* Supplied passage
◇ ◇ ◇ ◇
Volcanoes, Canyons and Lakes, Quilotoa and Cotopaxi

Standing on the edge of Quilotoa

Quilotoa Crater

Standing on the edge of an aqua-coloured crater lake or a freezing glacier sheet can make the heart skip a beat – especially if you have just hiked up a mountain to 5000m.

Quilotoa and Cotopaxi offer some of the most stunning hiking experiences in Ecuador which are accessible to the experienced and beginner hiker. At the moment, Cotopaxi is on alert and the park is closed after the volcano began erupting for the first time in 70 years. (Read my story published on ABC News about Cotopaxi).

I managed to visit during a period of increased activity but just before it erupted (and returned later after the eruption). I had wanted to hike to the summit but after hearing some stories about guides taking tours (and money) when there was an avalanche warning and no chance of summiting – I decided to keep my cash in the pocket. Instead, I hiked to the glacier at 5000m which was in itself a stunning two hour hike, costing $35

Cotopaxi glacier

Cotopaxi’s glacier could melt in an eruption and flood Latacunga

The Quilotoa Loop offers a beautiful three day trek between villages, south of Quito. It is possible to catch the bus to Quilotoa and just hike the crater for the day but if you have time, the three day trek across canyons and mountains is a beautiful hiking experience. I completed the Quilotoa Loop on my own, staying each night in very comfortable hostel accommodation.
◇ ◇ ◇ ◇
* Entries from a pointing dataset

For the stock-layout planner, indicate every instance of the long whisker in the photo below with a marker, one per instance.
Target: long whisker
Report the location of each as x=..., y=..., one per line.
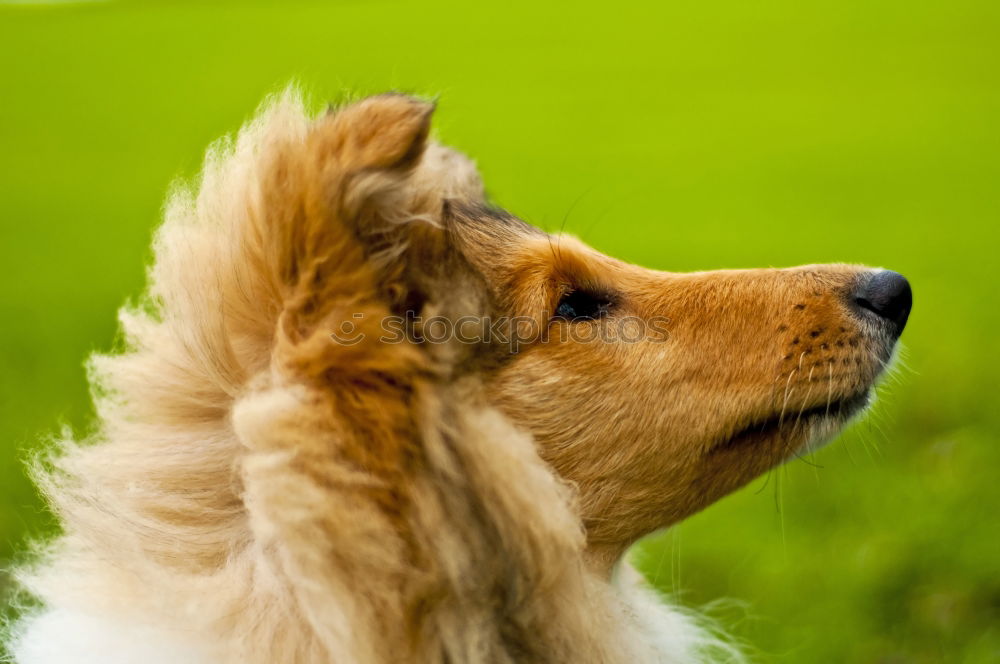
x=788, y=393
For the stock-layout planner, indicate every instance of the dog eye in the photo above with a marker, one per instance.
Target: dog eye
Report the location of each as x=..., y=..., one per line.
x=581, y=305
◇ ◇ ◇ ◇
* What to do
In the passage on Quilotoa and Cotopaxi, rewrite the paragraph beginning "The Quilotoa Loop offers" as a short bulleted list that keeps its main facts.

* Result
- The Quilotoa Loop is a three-day trek between villages south of Quito.
- Visitors can take the bus to Quilotoa and hike only the crater for a day.
- Those with more time can do the full three-day trek across canyons and mountains.
- The writer completed the loop alone, staying each night in very comfortable hostel accommodation.